Selected text START
In the previous sensory balance post we began a two-part exploration of how the third of our four inner senses—spirituality—helps us imbue our experiences with meaning. Here are my additional thoughts on the sense of spirituality.
Reiki is a form of mindfulness-based energy work focused on enhancing life experience in all areas. It reduces stress, increases relaxation, fuels creativity, and fosters healing. I liken Reiki to a form of energetic mindfulness meditation or prayer with the Reiki practitioner serving as a consecrated channel for the flow of spiritually guided Universal Source energy to support insight, healing, and empowerment.
Though as a master teacher, I offer Reiki meditation programs, treatment sessions, and classes that train and attune others in the practice of Reiki, my primary focus is “walking the Reiki path.” That journey is eclectic, intuitive, and trans-denominational. As such, my responsibility is to keep myself free of fear as a clear channel for Divine love and light. In that sacred space, I always, and in all ways, facilitate the revelation and advancement of the highest good for all, in all, through all.
While I hold great respect and gratitude for the Reiki tradition and symbols, for me, the “magic” doesn’t reside in either. The ability to facilitate physical, mental, emotional, and spiritual healing lies dormant in each one of us from birth, waiting for the moment when we are ready to “remember,” reclaim our power, and step into our greatness. Invoking the Reiki symbols reminds us to employ the full range of abilities that always dwells within each of us. Every time we do so, we return home to our innermost truth of wholeness characterized by love, respect, curiosity, compassion, gratitude, faith, hope, prosperity, peace, and joy.
When we are free of all fear and aligned with love as our Source, our very presence raises the constructive energy of every being and situation we encounter. To that end, I begin each day with an affirmations-based daily practice. You will find the complete script of my practice in the appendix. I share it to inspire you to develop your own personalized daily practice through which you clear yourself of all fear, realign your energy and intentions, and dedicate yourself as a clear channel for love and light, with the commitment to learn your lessons quickly and gently and help others do so as well. You will also find more information about the art of Reiki in the appendix.
In December 2011, after much study, reflection, and meditation, I chose to become an ordained minister. As a spiritual celebrant, I am licensed to officiate at civil and transdenominational spiritual services of all types. It is my particular honor to preside over celebrations of major life milestones and transitions such as birth, coming of age, graduation, relationship commitment, home blessing, healing, and end of life. Serving in this way is a natural complement to the partner, teacher, and guide roles I already embody as a life coach, author, and Reiki master teacher.
I was sent to be the unique and precious Deborah Jane Wells cocreative expression of The Divine. I am not here to be an imitation of someone else. I am not here to fix you or turn you into an imitation of me. In the inimitable words of Oscar Wilde, “Be yourself. Everyone else is already taken.”
Selected text END
Available data START
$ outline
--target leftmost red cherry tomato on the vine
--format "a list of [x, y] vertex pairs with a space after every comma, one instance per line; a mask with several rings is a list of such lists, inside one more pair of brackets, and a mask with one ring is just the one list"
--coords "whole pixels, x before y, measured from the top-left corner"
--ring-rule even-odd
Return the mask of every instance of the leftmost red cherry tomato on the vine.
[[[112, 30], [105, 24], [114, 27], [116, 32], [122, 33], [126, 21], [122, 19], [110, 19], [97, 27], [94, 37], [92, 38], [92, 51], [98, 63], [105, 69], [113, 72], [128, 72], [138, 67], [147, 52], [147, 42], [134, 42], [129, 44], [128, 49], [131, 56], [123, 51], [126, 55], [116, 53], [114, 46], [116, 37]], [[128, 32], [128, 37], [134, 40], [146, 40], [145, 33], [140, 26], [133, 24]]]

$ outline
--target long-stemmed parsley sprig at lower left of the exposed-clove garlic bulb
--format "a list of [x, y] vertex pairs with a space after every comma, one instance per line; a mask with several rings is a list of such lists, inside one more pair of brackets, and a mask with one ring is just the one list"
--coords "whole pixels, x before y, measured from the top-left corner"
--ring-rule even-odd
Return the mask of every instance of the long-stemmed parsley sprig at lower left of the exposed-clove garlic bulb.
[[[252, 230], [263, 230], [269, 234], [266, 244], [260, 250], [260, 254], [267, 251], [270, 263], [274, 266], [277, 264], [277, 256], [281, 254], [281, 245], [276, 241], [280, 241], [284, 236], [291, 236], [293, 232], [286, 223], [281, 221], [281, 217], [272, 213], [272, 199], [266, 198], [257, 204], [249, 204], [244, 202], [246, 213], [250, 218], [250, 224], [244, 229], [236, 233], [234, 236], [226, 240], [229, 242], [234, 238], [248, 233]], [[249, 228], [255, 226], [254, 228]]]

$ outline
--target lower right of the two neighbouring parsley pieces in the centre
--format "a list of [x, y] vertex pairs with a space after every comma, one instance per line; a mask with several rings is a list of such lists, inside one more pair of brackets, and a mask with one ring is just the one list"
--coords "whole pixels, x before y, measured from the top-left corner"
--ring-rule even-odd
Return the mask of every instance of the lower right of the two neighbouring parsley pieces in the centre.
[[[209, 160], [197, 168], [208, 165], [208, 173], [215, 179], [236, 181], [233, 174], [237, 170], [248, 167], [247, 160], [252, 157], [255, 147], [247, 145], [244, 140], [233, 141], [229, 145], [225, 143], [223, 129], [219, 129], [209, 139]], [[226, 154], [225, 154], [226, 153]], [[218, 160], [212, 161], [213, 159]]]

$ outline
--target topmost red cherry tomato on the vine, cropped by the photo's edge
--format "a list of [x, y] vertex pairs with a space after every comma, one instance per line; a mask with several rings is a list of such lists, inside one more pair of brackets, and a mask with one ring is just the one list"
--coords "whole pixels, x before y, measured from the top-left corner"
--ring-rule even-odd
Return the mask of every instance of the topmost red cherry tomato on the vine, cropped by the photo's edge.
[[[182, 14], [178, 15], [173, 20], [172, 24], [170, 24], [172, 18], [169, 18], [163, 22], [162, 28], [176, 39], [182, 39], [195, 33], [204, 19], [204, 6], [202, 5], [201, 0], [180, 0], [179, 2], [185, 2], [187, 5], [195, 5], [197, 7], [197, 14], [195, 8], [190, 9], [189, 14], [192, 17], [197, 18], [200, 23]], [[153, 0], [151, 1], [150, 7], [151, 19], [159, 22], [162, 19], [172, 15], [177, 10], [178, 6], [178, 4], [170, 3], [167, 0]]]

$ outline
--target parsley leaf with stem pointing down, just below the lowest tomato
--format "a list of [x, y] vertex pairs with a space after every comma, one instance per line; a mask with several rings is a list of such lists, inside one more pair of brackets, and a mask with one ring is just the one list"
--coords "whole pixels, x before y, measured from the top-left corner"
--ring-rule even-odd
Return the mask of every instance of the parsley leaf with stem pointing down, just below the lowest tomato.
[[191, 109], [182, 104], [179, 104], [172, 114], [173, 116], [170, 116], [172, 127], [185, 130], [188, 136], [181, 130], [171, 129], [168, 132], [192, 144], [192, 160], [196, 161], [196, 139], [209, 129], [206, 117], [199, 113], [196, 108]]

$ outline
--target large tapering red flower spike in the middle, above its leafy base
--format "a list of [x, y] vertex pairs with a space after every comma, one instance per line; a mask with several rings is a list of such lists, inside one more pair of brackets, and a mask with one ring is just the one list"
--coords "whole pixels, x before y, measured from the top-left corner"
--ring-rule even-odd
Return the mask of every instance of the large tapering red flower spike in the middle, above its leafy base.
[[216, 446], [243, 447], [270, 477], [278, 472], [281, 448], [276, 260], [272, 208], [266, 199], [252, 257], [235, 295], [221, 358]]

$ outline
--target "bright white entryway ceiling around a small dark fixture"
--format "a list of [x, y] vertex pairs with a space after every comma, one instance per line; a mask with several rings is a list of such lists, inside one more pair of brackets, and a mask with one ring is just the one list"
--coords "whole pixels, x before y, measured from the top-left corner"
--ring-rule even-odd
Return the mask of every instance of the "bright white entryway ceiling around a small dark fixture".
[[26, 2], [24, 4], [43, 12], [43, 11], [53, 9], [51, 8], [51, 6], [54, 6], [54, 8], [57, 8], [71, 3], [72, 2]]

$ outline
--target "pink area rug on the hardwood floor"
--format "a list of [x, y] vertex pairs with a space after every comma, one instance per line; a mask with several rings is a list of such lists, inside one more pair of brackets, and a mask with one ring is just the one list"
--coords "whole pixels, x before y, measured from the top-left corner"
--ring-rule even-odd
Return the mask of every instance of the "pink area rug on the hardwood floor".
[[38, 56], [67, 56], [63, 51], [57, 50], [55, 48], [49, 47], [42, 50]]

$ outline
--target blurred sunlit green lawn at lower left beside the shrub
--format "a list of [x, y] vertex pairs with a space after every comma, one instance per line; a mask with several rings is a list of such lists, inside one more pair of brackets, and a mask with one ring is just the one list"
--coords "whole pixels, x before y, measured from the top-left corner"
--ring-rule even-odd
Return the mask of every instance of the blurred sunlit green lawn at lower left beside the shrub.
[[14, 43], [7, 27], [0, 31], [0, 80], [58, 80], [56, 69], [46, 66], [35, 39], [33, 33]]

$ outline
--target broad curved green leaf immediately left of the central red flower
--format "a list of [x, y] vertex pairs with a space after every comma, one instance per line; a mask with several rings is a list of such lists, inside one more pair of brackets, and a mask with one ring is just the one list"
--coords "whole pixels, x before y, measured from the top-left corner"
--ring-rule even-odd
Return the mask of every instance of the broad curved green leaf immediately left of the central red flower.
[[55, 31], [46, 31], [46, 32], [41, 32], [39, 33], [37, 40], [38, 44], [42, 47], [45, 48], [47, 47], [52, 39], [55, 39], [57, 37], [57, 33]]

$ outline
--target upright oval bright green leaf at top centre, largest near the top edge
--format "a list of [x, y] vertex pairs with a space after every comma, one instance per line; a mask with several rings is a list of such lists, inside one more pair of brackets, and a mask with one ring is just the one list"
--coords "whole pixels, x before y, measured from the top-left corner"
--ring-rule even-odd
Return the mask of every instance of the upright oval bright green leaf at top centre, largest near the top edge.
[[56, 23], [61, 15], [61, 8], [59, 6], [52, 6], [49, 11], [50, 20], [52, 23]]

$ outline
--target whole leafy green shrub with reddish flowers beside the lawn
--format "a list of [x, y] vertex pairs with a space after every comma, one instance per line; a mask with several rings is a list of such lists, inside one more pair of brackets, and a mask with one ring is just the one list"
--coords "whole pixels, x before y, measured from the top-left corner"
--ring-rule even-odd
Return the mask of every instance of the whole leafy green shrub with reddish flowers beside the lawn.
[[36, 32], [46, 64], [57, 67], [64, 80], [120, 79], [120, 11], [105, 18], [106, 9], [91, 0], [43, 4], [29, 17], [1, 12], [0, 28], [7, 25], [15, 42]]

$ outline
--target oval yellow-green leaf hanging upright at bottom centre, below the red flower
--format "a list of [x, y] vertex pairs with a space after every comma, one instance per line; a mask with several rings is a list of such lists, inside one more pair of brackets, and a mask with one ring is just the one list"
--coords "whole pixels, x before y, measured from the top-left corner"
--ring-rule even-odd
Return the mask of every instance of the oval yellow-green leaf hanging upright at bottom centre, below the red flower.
Available data END
Task instructions – When did the writer of the text on Reiki and spirituality choose to become an ordained minister? The records are separate material, unrelated to the text.

Response area – In December 2011.